Saved data entries
● ● ● ● ●
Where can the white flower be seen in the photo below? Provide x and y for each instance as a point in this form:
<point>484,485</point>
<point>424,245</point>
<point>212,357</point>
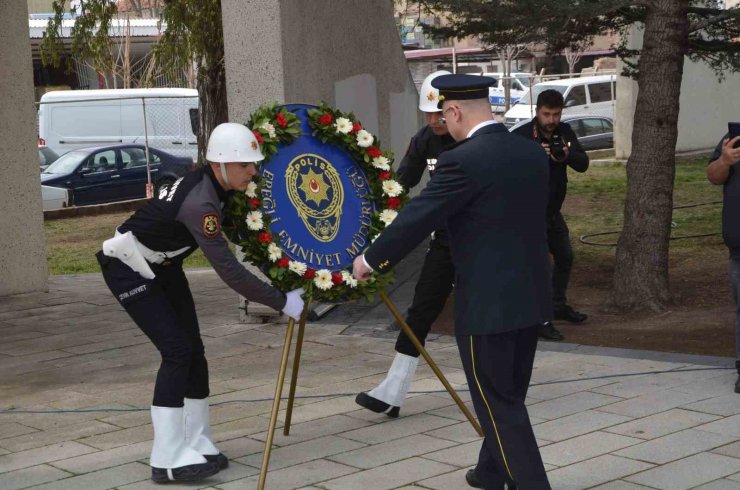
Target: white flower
<point>388,215</point>
<point>297,267</point>
<point>349,280</point>
<point>251,190</point>
<point>274,252</point>
<point>269,128</point>
<point>323,279</point>
<point>381,163</point>
<point>364,139</point>
<point>343,125</point>
<point>391,188</point>
<point>254,220</point>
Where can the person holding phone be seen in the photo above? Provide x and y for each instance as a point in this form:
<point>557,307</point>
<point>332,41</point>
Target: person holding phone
<point>722,170</point>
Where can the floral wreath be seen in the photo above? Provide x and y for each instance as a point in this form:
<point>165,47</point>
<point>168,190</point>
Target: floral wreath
<point>249,228</point>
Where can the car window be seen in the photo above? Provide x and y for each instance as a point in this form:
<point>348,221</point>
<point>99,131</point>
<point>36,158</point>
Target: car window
<point>102,161</point>
<point>592,126</point>
<point>133,157</point>
<point>577,94</point>
<point>600,92</point>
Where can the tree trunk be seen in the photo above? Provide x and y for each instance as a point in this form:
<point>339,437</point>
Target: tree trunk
<point>214,108</point>
<point>641,271</point>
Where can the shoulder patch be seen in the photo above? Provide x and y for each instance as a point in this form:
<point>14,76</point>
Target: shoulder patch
<point>211,225</point>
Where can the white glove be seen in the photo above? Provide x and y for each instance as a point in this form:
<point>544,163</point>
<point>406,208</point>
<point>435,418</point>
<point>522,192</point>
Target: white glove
<point>294,305</point>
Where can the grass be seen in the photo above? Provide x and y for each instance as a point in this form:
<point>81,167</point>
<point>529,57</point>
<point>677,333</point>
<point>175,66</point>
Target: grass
<point>594,204</point>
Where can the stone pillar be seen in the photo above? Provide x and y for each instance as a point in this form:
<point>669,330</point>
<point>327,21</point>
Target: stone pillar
<point>344,52</point>
<point>22,243</point>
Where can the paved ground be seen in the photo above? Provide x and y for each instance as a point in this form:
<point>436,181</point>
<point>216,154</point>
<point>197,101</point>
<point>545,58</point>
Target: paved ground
<point>605,418</point>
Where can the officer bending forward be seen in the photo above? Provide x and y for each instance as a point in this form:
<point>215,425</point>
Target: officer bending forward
<point>142,266</point>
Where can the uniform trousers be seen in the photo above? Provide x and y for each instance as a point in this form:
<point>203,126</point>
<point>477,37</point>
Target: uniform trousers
<point>498,368</point>
<point>430,295</point>
<point>164,310</point>
<point>558,241</point>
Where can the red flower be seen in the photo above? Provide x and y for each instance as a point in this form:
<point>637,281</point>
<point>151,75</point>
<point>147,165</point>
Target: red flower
<point>281,121</point>
<point>374,152</point>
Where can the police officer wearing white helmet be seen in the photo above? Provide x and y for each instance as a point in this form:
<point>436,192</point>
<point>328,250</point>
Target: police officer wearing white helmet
<point>437,274</point>
<point>142,266</point>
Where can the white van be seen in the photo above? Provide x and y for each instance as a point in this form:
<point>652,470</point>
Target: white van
<point>585,95</point>
<point>70,119</point>
<point>497,96</point>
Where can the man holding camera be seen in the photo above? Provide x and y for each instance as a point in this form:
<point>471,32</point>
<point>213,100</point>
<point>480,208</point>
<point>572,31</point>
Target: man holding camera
<point>722,171</point>
<point>562,147</point>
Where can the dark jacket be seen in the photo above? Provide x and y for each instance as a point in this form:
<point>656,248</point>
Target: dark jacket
<point>490,191</point>
<point>188,213</point>
<point>421,155</point>
<point>577,160</point>
<point>730,206</point>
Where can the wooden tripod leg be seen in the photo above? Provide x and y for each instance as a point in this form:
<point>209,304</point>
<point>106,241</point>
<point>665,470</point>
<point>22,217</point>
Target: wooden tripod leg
<point>410,334</point>
<point>276,404</point>
<point>294,374</point>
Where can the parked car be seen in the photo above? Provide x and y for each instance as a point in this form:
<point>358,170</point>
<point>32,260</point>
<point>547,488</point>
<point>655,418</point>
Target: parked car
<point>47,156</point>
<point>593,132</point>
<point>112,173</point>
<point>583,95</point>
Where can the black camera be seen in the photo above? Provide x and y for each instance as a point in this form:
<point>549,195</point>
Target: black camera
<point>557,146</point>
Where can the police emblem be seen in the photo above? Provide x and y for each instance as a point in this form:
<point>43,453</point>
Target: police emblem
<point>315,190</point>
<point>210,225</point>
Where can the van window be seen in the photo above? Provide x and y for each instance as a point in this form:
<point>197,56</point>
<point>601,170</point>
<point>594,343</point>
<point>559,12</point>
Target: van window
<point>577,95</point>
<point>600,92</point>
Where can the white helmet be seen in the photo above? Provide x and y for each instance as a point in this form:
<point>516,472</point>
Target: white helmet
<point>428,95</point>
<point>232,142</point>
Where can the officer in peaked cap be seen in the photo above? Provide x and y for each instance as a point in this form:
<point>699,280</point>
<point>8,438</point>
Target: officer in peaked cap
<point>490,191</point>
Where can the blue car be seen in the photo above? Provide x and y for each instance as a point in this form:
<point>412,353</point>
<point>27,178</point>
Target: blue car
<point>104,174</point>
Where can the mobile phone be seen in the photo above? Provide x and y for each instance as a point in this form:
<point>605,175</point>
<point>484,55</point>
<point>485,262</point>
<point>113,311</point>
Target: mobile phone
<point>733,130</point>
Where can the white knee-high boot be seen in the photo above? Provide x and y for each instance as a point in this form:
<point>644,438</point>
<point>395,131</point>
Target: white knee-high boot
<point>170,450</point>
<point>198,427</point>
<point>393,389</point>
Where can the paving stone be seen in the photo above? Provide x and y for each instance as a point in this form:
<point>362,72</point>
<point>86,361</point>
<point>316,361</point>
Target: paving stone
<point>28,477</point>
<point>732,450</point>
<point>462,455</point>
<point>653,402</point>
<point>594,472</point>
<point>723,484</point>
<point>294,476</point>
<point>391,475</point>
<point>661,424</point>
<point>102,480</point>
<point>675,446</point>
<point>105,459</point>
<point>397,449</point>
<point>303,452</point>
<point>398,428</point>
<point>585,447</point>
<point>33,457</point>
<point>688,472</point>
<point>570,404</point>
<point>729,425</point>
<point>576,425</point>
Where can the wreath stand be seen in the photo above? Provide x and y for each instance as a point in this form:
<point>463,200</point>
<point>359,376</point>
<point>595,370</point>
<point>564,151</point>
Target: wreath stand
<point>294,378</point>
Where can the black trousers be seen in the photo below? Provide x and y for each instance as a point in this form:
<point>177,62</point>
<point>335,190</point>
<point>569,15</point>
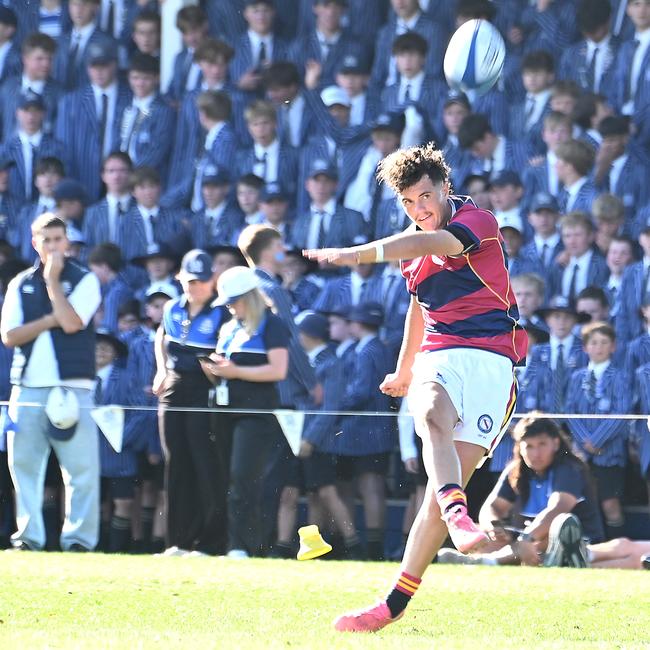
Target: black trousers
<point>255,440</point>
<point>196,470</point>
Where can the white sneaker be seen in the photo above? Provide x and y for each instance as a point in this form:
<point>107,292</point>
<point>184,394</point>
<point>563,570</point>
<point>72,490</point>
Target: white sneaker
<point>173,551</point>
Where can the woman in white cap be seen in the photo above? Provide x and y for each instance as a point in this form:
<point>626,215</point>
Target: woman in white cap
<point>251,357</point>
<point>196,465</point>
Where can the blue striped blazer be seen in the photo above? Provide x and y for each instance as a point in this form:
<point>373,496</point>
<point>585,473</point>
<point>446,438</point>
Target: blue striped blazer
<point>574,66</point>
<point>597,275</point>
<point>13,150</point>
<point>364,435</point>
<point>152,137</point>
<point>224,233</point>
<point>430,31</point>
<point>337,293</point>
<point>117,390</point>
<point>301,379</point>
<point>243,59</point>
<point>322,430</point>
<point>611,396</point>
<point>287,166</point>
<point>307,47</point>
<point>114,294</point>
<point>78,127</point>
<point>640,434</point>
<point>10,92</point>
<point>538,385</point>
<point>78,76</point>
<point>221,154</point>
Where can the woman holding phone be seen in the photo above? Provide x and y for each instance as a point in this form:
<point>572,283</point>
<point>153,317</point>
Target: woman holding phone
<point>251,357</point>
<point>196,460</point>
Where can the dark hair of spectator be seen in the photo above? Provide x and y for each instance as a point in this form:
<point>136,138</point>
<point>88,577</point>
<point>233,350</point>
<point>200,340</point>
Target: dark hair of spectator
<point>118,155</point>
<point>38,41</point>
<point>475,9</point>
<point>106,253</point>
<point>577,219</point>
<point>47,220</point>
<point>147,16</point>
<point>538,61</point>
<point>251,180</point>
<point>49,165</point>
<point>568,88</point>
<point>608,208</point>
<point>213,50</point>
<point>410,42</point>
<point>614,125</point>
<point>520,474</point>
<point>405,167</point>
<point>192,17</point>
<point>254,240</point>
<point>592,15</point>
<point>281,74</point>
<point>586,108</point>
<point>597,327</point>
<point>145,176</point>
<point>580,155</point>
<point>594,293</point>
<point>473,129</point>
<point>215,105</point>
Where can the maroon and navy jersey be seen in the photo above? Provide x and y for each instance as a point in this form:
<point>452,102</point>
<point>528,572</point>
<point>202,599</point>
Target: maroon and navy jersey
<point>467,300</point>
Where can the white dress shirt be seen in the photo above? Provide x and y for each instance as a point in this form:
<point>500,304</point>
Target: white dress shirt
<point>581,279</point>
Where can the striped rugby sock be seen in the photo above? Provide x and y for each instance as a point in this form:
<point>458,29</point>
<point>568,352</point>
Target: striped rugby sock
<point>402,592</point>
<point>450,497</point>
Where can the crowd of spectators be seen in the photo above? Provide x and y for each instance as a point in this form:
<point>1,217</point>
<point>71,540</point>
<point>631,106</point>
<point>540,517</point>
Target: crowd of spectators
<point>264,143</point>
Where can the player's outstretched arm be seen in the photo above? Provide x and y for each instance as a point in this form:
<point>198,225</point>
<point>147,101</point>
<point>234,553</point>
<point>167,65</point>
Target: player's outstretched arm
<point>403,246</point>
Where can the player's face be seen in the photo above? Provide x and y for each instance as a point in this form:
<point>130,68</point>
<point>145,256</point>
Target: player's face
<point>37,64</point>
<point>619,255</point>
<point>576,240</point>
<point>539,452</point>
<point>50,240</point>
<point>599,348</point>
<point>425,203</point>
<point>528,300</point>
<point>214,72</point>
<point>544,222</point>
<point>639,13</point>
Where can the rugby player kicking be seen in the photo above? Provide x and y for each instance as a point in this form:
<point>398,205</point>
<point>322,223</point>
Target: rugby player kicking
<point>461,342</point>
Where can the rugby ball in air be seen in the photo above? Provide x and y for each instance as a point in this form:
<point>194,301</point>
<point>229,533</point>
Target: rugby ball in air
<point>475,56</point>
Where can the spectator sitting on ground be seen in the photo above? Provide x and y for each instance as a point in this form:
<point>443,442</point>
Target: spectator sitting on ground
<point>544,482</point>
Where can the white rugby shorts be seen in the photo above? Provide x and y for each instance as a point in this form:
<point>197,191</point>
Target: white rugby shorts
<point>480,384</point>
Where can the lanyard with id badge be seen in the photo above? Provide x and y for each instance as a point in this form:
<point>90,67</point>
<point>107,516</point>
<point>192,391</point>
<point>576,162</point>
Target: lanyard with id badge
<point>221,391</point>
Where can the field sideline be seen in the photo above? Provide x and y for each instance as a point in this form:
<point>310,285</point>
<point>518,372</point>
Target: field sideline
<point>92,601</point>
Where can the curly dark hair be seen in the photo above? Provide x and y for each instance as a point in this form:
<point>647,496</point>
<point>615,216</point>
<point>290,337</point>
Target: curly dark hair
<point>520,474</point>
<point>405,167</point>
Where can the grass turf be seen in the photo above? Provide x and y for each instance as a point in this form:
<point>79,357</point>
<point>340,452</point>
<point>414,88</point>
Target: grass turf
<point>62,601</point>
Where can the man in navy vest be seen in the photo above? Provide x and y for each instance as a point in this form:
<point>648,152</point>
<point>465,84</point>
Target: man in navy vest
<point>47,318</point>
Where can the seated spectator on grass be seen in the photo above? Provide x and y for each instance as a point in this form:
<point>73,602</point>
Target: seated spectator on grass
<point>544,482</point>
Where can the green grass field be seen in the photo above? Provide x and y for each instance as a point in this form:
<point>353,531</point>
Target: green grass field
<point>96,601</point>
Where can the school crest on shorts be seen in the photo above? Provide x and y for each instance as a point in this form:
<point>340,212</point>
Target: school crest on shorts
<point>485,423</point>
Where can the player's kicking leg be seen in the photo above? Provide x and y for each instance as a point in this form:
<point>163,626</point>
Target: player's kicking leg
<point>447,464</point>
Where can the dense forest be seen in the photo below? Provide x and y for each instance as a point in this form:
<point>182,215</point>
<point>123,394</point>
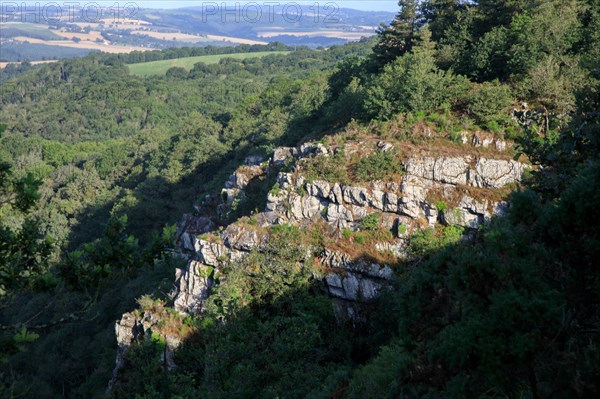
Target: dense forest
<point>97,165</point>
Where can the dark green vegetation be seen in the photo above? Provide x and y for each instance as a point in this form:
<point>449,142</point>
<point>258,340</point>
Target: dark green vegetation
<point>513,312</point>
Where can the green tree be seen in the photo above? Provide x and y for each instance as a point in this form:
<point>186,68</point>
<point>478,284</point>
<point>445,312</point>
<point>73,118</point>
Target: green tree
<point>398,38</point>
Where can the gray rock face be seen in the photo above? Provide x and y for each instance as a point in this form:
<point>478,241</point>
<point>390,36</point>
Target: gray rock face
<point>444,170</point>
<point>130,329</point>
<point>243,239</point>
<point>253,160</point>
<point>339,212</point>
<point>193,286</point>
<point>355,195</point>
<point>241,177</point>
<point>354,281</point>
<point>319,188</point>
<point>469,213</point>
<point>497,173</point>
<point>210,253</point>
<point>491,173</point>
<point>282,154</point>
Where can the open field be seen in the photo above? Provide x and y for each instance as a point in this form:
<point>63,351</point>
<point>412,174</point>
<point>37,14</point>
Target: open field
<point>352,36</point>
<point>187,63</point>
<point>182,37</point>
<point>84,44</point>
<point>4,64</point>
<point>92,36</point>
<point>234,39</point>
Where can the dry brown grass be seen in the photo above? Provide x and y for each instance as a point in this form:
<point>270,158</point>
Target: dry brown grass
<point>84,44</point>
<point>91,36</point>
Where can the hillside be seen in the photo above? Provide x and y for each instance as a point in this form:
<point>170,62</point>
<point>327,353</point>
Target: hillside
<point>187,63</point>
<point>415,215</point>
<point>125,28</point>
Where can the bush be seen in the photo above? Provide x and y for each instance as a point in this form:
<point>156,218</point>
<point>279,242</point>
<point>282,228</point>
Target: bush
<point>378,166</point>
<point>489,105</point>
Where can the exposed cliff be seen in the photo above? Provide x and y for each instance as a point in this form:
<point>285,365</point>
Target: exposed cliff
<point>459,185</point>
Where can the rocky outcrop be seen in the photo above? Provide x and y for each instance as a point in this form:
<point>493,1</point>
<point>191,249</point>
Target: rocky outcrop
<point>493,173</point>
<point>193,286</point>
<point>131,328</point>
<point>433,190</point>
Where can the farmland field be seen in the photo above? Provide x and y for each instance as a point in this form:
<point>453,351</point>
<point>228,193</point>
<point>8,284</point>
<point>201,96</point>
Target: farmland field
<point>187,63</point>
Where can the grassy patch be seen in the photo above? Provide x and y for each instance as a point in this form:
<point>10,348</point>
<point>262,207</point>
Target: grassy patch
<point>187,63</point>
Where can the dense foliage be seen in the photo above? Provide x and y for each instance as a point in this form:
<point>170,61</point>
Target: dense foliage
<point>510,311</point>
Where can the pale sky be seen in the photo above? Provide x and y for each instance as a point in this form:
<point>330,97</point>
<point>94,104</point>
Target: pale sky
<point>368,5</point>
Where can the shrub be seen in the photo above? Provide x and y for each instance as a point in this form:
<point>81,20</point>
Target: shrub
<point>489,105</point>
<point>378,166</point>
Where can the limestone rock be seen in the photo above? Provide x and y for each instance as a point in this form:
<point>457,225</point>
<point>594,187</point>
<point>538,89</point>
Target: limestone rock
<point>282,154</point>
<point>241,177</point>
<point>193,287</point>
<point>253,160</point>
<point>450,170</point>
<point>319,188</point>
<point>384,147</point>
<point>242,238</point>
<point>355,195</point>
<point>339,212</point>
<point>210,253</point>
<point>497,173</point>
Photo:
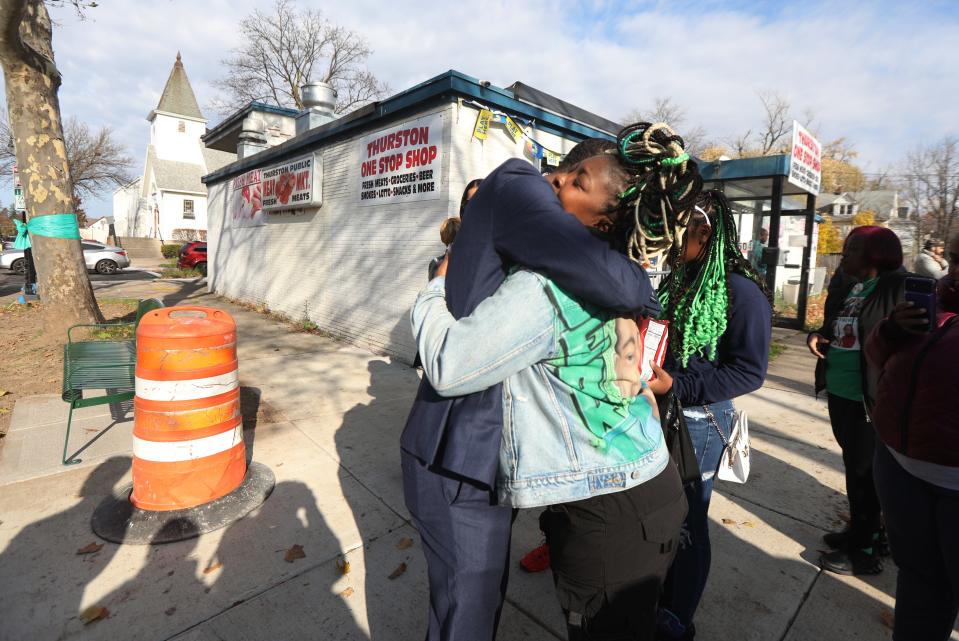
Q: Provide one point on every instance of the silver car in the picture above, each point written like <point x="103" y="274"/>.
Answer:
<point x="104" y="259"/>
● ● ● ● ●
Using the entries above, output exactly the lines between the line holding "Target: white van" and the line holding "<point>655,418</point>", end lines included, and nothing more.

▶ **Written answer**
Target: white van
<point>585,95</point>
<point>70,119</point>
<point>497,96</point>
Where can the man holding camera be seen in the photo above? Provide x and y for each instance as a point in this form:
<point>471,32</point>
<point>213,100</point>
<point>480,208</point>
<point>572,31</point>
Target: man holding camera
<point>722,171</point>
<point>562,147</point>
Where can the dark jacket be seen in the photo above? Provide x and y for each instance as a point in this form:
<point>656,248</point>
Target: dark jacket
<point>490,191</point>
<point>188,213</point>
<point>421,155</point>
<point>577,160</point>
<point>730,206</point>
Where can the wooden tripod leg be seen in the photo above? Provide x and y for each instance as a point in this form:
<point>209,304</point>
<point>106,241</point>
<point>665,470</point>
<point>22,217</point>
Target: wooden tripod leg
<point>410,334</point>
<point>276,404</point>
<point>294,374</point>
Where can the parked car be seen in the photo above? Provide x and y for each instance as a point in this form:
<point>358,170</point>
<point>32,260</point>
<point>547,488</point>
<point>655,418</point>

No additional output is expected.